**CHALLENGES:**
A) Extract the quiz questions on the PPP review committee and BEPS, reproducing the text in full with no changes.
B) Collect every line in the listing that contains the string "helmet", treating uppercase and lowercase as distinct.

Question 2: Who was appointed as the head of the newly constituted a 10-member committee by the Union government to review and revitalise public private partnership (PPP) mode of infrastructure development?

a) Y V Reddy
b) Vijay Kelkar
c) K G Balakrishnan
d) TSR Subramanian

Question 3: Which of the following is not true related to Base Erosion and Profit Shifting (BEPS)?
  1. BEPS is a technical term referring to the negative effect of multinational companies tax avoidance strategies on national tax bases.
  2. BEPS can be achieved through the use of transfer pricing or more correctly “transfer mispricing”.
  3. BEPS is not used in a project headed by the OECD that generated detailed reports in September 2014 in response to seven actions agreed previously.
  4. BEPS is said to be an “attempt by the world’s major economies to try to rewrite the rules on corporate taxation to address the widespread perception that the [corporations] don’t pay their fair share of taxes”

**DATASET ROWS:**
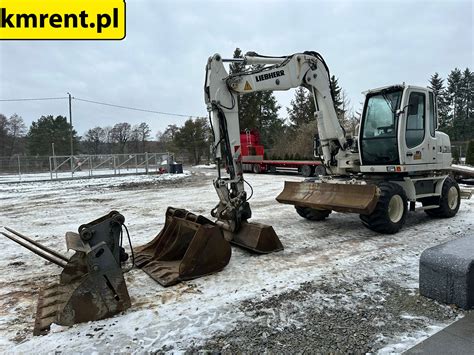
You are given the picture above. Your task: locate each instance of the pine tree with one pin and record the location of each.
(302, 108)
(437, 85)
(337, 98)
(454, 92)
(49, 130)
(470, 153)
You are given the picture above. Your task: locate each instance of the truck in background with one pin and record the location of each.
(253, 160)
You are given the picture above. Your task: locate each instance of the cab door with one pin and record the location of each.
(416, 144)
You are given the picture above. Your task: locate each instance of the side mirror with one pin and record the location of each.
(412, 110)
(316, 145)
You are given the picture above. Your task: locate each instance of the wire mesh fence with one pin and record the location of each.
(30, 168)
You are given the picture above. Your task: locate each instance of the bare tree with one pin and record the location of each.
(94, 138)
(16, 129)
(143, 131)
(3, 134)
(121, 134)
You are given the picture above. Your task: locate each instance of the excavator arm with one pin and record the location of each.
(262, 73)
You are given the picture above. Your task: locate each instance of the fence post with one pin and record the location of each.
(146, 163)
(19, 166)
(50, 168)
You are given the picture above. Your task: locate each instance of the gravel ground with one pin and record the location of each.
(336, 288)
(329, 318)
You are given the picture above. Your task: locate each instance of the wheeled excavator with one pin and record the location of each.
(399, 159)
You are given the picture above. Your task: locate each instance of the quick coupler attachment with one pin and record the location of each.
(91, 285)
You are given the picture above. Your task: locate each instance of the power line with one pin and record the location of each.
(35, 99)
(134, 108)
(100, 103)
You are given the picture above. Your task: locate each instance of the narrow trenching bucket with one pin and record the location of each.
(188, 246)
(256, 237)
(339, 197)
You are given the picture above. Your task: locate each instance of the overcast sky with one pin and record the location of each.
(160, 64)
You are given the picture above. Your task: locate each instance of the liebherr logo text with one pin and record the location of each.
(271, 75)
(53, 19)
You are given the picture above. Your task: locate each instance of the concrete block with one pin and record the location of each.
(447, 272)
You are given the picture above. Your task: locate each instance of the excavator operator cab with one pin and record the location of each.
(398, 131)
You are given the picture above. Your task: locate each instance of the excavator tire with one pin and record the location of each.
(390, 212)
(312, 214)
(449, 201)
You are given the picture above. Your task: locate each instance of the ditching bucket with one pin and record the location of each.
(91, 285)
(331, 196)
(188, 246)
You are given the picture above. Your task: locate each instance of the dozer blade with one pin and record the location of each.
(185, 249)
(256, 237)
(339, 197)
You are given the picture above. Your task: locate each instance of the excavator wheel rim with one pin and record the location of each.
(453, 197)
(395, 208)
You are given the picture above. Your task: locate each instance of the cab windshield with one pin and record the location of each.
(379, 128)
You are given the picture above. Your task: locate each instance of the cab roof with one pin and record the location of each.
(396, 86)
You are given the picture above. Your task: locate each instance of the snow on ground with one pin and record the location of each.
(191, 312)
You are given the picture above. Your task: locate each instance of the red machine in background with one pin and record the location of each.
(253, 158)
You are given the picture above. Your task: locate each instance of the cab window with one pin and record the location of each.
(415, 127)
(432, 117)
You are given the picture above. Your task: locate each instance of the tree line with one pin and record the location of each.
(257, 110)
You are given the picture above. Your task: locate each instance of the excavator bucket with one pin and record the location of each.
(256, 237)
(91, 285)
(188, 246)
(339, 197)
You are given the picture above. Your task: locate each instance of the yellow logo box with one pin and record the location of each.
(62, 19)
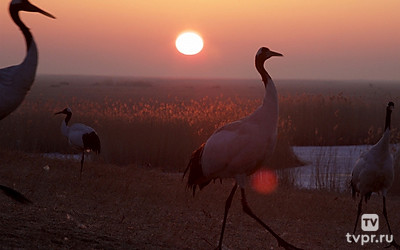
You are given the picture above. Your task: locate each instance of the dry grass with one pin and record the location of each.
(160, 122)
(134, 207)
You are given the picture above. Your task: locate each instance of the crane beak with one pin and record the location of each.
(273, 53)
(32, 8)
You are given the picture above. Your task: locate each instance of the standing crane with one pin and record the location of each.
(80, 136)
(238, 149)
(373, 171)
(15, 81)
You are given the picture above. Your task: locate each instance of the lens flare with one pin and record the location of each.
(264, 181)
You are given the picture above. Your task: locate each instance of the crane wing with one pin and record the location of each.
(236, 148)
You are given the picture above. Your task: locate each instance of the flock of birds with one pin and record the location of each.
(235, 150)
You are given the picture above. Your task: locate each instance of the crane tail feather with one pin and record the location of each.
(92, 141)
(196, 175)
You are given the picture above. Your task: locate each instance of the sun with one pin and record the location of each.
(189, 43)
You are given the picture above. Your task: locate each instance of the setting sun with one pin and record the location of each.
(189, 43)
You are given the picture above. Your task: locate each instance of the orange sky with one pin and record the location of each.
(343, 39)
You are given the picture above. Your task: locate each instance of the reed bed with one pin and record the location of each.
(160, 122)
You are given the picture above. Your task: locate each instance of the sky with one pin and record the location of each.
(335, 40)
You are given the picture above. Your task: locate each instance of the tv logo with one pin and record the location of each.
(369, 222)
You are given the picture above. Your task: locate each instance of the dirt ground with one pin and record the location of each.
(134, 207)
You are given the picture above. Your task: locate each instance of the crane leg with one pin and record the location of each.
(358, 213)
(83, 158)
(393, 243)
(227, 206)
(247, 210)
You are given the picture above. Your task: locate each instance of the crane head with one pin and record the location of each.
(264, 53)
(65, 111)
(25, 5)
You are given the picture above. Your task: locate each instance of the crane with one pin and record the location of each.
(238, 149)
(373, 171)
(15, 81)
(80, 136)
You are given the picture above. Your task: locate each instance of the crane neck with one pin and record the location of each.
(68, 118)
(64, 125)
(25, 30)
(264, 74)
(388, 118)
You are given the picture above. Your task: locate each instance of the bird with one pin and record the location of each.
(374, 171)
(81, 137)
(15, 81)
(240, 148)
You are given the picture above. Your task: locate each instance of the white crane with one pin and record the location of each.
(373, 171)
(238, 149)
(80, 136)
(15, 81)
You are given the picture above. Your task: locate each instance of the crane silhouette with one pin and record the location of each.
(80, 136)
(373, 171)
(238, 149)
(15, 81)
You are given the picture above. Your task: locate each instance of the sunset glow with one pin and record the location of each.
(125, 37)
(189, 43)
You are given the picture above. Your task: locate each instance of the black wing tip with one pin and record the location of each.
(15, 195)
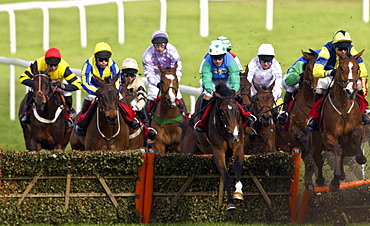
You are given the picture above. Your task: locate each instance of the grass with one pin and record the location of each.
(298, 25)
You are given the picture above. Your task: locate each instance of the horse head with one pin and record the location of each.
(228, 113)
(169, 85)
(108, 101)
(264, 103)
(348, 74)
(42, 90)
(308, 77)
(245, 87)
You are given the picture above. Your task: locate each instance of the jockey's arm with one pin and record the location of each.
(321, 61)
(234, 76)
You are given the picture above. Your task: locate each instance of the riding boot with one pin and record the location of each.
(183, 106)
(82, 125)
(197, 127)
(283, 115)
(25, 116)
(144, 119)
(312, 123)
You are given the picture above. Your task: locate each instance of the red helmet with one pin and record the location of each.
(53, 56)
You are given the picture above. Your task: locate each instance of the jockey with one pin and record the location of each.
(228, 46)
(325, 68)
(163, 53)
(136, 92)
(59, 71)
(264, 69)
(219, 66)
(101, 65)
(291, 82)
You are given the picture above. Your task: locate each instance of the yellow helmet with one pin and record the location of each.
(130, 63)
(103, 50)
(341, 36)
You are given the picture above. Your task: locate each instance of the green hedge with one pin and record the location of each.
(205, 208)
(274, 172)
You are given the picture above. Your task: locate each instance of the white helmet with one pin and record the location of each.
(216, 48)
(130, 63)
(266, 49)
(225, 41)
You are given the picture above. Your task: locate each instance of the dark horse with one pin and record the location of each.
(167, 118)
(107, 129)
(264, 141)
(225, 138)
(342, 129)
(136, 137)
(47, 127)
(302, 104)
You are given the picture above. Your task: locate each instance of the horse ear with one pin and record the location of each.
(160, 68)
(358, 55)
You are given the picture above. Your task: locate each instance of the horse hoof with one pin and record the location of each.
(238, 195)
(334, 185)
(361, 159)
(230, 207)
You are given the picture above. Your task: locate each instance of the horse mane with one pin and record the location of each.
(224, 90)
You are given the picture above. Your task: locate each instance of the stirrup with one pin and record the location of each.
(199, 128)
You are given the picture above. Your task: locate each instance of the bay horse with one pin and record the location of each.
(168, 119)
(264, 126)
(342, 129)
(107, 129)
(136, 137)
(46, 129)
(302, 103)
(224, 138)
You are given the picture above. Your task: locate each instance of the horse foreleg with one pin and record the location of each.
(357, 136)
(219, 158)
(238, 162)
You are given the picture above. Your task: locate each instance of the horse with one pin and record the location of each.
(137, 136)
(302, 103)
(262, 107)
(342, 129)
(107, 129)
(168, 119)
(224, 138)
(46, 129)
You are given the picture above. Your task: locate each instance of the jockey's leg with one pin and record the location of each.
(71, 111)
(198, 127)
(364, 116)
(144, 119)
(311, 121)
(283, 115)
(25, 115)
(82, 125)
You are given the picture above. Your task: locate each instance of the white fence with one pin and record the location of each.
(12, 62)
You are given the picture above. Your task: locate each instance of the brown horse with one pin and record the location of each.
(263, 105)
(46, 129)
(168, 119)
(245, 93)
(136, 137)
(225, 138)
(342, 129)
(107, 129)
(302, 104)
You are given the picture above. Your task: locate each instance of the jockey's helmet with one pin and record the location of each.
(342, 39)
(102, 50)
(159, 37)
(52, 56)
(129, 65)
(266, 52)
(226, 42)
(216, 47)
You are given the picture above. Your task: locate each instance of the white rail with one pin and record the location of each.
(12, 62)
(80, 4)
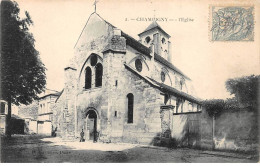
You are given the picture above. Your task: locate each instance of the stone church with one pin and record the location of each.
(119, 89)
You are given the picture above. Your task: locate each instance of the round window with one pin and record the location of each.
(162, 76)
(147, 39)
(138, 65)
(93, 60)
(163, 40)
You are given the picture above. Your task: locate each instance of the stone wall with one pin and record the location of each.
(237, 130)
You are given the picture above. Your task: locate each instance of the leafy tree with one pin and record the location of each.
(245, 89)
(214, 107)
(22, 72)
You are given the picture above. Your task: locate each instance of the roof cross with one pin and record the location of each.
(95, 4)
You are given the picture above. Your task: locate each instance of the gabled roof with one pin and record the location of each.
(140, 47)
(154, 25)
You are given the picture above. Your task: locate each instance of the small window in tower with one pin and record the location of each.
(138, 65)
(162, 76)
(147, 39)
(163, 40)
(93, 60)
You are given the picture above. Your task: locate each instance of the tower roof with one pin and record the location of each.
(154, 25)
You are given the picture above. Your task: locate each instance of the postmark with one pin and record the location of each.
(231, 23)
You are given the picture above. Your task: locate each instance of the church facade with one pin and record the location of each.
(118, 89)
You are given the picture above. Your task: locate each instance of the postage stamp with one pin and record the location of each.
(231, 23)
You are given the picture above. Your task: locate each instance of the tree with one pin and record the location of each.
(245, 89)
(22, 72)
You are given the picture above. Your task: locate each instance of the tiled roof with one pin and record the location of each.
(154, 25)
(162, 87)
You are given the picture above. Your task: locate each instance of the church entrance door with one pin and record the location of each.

**ANSWERS TO THE TASKS:**
A)
Question 2: Who was appointed as the head of the newly constituted a 10-member committee by the Union government to review and revitalise public private partnership (PPP) mode of infrastructure development?

a) Y V Reddy
b) Vijay Kelkar
c) K G Balakrishnan
d) TSR Subramanian

Question 3: Which of the following is not true related to Base Erosion and Profit Shifting (BEPS)?
  1. BEPS is a technical term referring to the negative effect of multinational companies tax avoidance strategies on national tax bases.
  2. BEPS can be achieved through the use of transfer pricing or more correctly “transfer mispricing”.
  3. BEPS is not used in a project headed by the OECD that generated detailed reports in September 2014 in response to seven actions agreed previously.
  4. BEPS is said to be an “attempt by the world’s major economies to try to rewrite the rules on corporate taxation to address the widespread perception that the [corporations] don’t pay their fair share of taxes”

B)
You are given the picture above. Your task: locate each instance of the red helmet with one pin and record the location of each.
You are given the picture above. Your task: locate each instance of the yellow helmet with one pin and record the location of each.
You are given the picture above. Your task: locate each instance of the white helmet with one pin and record the location of each.
You are given the picture above. Your task: locate each instance of the jockey's helmet with one pin and record the location of each.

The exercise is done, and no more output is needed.